_WHAT IS ASKED_
Lay out every one of the rows below as a Markdown table with the columns "No." and "Line." Number the lines in order, skip any blank lines, and leave out the pictures.
-- PROVIDED DATA start --
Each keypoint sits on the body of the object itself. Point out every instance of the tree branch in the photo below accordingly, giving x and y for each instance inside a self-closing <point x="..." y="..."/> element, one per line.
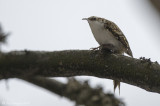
<point x="139" y="72"/>
<point x="81" y="93"/>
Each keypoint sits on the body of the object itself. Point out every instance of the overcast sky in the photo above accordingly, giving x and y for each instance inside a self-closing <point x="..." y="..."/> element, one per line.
<point x="57" y="25"/>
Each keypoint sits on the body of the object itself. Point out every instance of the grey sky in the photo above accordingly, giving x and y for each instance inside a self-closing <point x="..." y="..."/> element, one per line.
<point x="57" y="25"/>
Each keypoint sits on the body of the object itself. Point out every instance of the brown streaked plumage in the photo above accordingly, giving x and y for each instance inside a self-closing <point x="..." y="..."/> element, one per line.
<point x="109" y="36"/>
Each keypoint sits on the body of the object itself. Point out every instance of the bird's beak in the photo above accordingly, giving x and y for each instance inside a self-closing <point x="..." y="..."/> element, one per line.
<point x="85" y="19"/>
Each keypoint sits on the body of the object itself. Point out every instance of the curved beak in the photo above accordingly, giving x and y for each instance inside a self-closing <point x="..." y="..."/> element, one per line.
<point x="85" y="19"/>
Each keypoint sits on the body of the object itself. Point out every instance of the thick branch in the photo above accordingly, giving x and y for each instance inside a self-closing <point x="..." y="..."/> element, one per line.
<point x="138" y="72"/>
<point x="81" y="93"/>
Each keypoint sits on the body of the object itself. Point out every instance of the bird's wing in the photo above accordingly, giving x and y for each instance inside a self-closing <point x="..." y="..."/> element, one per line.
<point x="118" y="34"/>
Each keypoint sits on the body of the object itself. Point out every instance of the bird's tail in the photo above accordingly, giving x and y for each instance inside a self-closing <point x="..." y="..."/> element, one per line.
<point x="129" y="52"/>
<point x="116" y="83"/>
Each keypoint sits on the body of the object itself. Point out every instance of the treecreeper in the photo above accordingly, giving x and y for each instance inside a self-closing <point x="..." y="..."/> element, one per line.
<point x="110" y="38"/>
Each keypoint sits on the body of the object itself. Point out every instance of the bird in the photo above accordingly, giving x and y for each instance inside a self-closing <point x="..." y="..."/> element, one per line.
<point x="110" y="37"/>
-- PROVIDED DATA end --
_WRITTEN RESPONSE_
| No. | Line |
|---|---|
| 1 | Each keypoint sits on the body of the object itself. Point out every instance of the tree branch in the photo below accordingly, giving x and y for each instance inside a self-closing <point x="..." y="..."/> element, one per line. |
| 2 | <point x="139" y="72"/> |
| 3 | <point x="81" y="93"/> |
| 4 | Each keypoint sits on the body of the object itself. Point out every instance of the overcast sky in the photo above accordingly, giving x and y for each instance inside a self-closing <point x="..." y="..."/> element, one per line. |
| 5 | <point x="57" y="25"/> |
| 6 | Each keypoint sits on the body of the object itself. Point out every instance of the grey sky in the photo above accordingly, giving x and y for each instance inside a self-closing <point x="..." y="..."/> element, one per line. |
| 7 | <point x="57" y="25"/> |
| 8 | Each keypoint sits on the body of the object itself. Point out every instance of the brown streaked plumage in the photo above accordingly, giving x and y for each instance inside a self-closing <point x="..." y="..."/> element, one per line. |
| 9 | <point x="109" y="36"/> |
| 10 | Each keypoint sits on the body of the object itself. Point out every instance of the bird's beak in the photo above accordingly, giving x and y for each instance inside a self-closing <point x="..." y="..."/> element, one per line. |
| 11 | <point x="85" y="19"/> |
| 12 | Each keypoint sits on the body of the object itself. Point out every instance of the curved beak in the photo above accordingly, giving x and y for each instance inside a self-closing <point x="..." y="..."/> element, one per line. |
| 13 | <point x="85" y="19"/> |
| 14 | Each keypoint sits on the body of the object itself. Point out every instance of the thick branch in the photo above accordingly, giving x and y for each instance inside a self-closing <point x="..." y="..."/> element, one per line. |
| 15 | <point x="138" y="72"/> |
| 16 | <point x="81" y="93"/> |
| 17 | Each keypoint sits on the body of the object itself. Point out every instance of the bird's wing in the photo above accordingly, giving x and y for each instance inside a self-closing <point x="..." y="..."/> element, one per line. |
| 18 | <point x="118" y="34"/> |
| 19 | Each keypoint sits on the body of the object itself. Point out every instance of the bird's tail in the photo above accordingly, giving x and y for each instance inside a self-closing <point x="..." y="..."/> element, one per line. |
| 20 | <point x="129" y="52"/> |
| 21 | <point x="116" y="83"/> |
| 22 | Each keypoint sits on the body of the object itself. Point out every instance of the treecreeper in the photo above accordingly, giving x and y for each instance inside a self-closing <point x="..." y="..."/> element, one per line. |
| 23 | <point x="110" y="38"/> |
| 24 | Each keypoint sits on the body of the object itself. Point out every instance of the bird in the photo above accordingly, giving x and y for each instance inside a self-closing <point x="..." y="..."/> element, one per line. |
| 25 | <point x="110" y="37"/> |